В методологическом плане примечательна неизменная привязка к концепции феодализма всей традиции изучения общественно-политического развития Кабарды XVI–XVIII вв. Следование данной исследовательской стратегии в свое время дало ценные научные результаты [Гутнов 2008: 110–134]. Вместе с тем на сегодняшний день концепция феодализма претерпевает кризис, показателем которого является отсутствие единогласия в среде медиевистов по ключевым аспектам концепции [Одиссей… 2006; Мининкова 2007; Cheyette 1996; Hyams 1997].

Нерешенной задачей остается потестарно-политическая идентификация Кабарды XVI–XVIII вв. с точки зрения организационно-управленческих форм институционализации власти. В политической антропологии в качестве таковых рассматриваются племя, вождество и раннее государство. Здесь важно учитывать, что эти формы в современной науке трактуются в качестве не столько последовательных стадий, сколько альтернативных форм социально-политической интеграции.

Трудно интерпретировать последствия углубления феодальной раздробленности в Кабарде с середины XVII в. Удельные княжества Кабарды XVII–XVIII вв. представляли собой нечто промежуточное между вождеством и ранним государством. Вместе с тем приведенные характеристики иллюстрируют не стадиальный, а типологический вариант социально-политической интеграции традиционного кабардинского общества.

Определение уровня общественно-политического развития Кабарды XVI–XVIII вв. связано и с вопросом о ее статусе во взаимодействии с кавказскими субэтносами. В части концепций по данному вопросу провозглашается тезис об установлении иерархических связей между Кабардой и соседними горскими обществами. И с точки зрения авторов (В.Х. Кажаров, З.А. Кожев, Т.Х. Алоев, Б.Х. Бгажноков и др.) подобных концепций, эти неравноправные отношения часто навязывались кабардинской аристократией соседним народам и их отдельным представителям. Авторы второй группы концепций доказывают взаимовыгодный и отчасти равноправный характер взаимодействий горских обществ и Кабарды. Хотя и не отрицаются попытки со стороны кабардинских князей расширить пределы своего влияния и властного регулирования в рамках подобных союзов (М.И. Баразбиев, Р.М. Бегеулов, Р.С. Тебуев и Р.Т. Хатуев и др.). В работах А.Х. Борова, К.Ф. Дзамихова и Е.Г. Муратовой формулируется положение о сохранении в XVI–XVIII вв. на Северном Кавказе «автохтонной» система этнополитического равновесия [Боров, Дзамихов 1998: 142; Муратова 2007: 151]. Представляется, что данный тезис лучше всего учитывает всю многосложность и амбивалентность взаимоотношений населения равнинных и горных территорий Центрального Кавказа.

■ **Задания**
1 – Согласуются ли с текстом о Кабарде следующие утверждения? (а) На сегодняшний день концепция феодализма переживает кризис. (б) В современной науке племя, вождество и раннее государство трактуются прежде всего как последовательные стадии. (в) Удельные княжества Кабарды XVII–XVIII вв. были полноценными ранними государствами. На каждое ответьте «да» или «нет» и приведите решающие слова текста в точной цитате.
2 – Переведите на английский язык предложение из текста о Кабарде: «Удельные княжества Кабарды XVII–XVIII вв. представляли собой нечто промежуточное между вождеством и ранним государством».
3 – Какие организационно-управленческие формы институционализации власти рассматриваются в политической антропологии согласно тексту о Кабарде?

■ **Приведенный материал**
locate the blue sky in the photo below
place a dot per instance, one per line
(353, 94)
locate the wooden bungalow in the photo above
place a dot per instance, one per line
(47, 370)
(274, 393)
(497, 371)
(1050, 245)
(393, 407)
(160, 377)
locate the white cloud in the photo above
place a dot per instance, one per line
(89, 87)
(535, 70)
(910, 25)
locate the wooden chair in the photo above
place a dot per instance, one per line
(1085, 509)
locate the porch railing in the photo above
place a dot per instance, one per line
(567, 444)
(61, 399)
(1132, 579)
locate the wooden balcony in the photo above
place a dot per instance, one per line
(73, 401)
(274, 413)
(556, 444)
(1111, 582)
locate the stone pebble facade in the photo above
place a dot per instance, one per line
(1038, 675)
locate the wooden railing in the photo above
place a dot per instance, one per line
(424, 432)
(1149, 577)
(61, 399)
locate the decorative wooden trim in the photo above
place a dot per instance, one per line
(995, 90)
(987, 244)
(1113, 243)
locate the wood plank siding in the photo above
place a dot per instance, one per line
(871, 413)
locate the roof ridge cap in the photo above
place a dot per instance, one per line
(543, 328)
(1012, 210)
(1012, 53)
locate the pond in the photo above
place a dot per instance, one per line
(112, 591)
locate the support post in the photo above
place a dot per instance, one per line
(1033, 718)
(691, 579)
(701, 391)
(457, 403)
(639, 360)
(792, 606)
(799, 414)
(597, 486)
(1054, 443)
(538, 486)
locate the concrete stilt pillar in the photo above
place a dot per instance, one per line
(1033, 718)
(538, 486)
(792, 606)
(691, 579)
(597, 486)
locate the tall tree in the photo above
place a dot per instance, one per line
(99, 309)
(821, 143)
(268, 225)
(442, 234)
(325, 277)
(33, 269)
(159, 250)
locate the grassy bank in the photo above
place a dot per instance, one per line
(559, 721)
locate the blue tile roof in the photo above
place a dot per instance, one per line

■ **Ответы по порядку**
1 –
(а) Да: «на сегодняшний день концепция феодализма претерпевает кризис».
(б) Нет: «эти формы в современной науке трактуются в качестве не столько последовательных стадий, сколько альтернативных форм социально-политической интеграции».
(в) Нет: «Удельные княжества Кабарды XVII–XVIII вв. представляли собой нечто промежуточное между вождеством и ранним государством».

2 – The appanage principalities of Kabarda in the 17th–18th centuries were something intermediate between a chiefdom and an early state.

3 – Племя, вождество и раннее государство.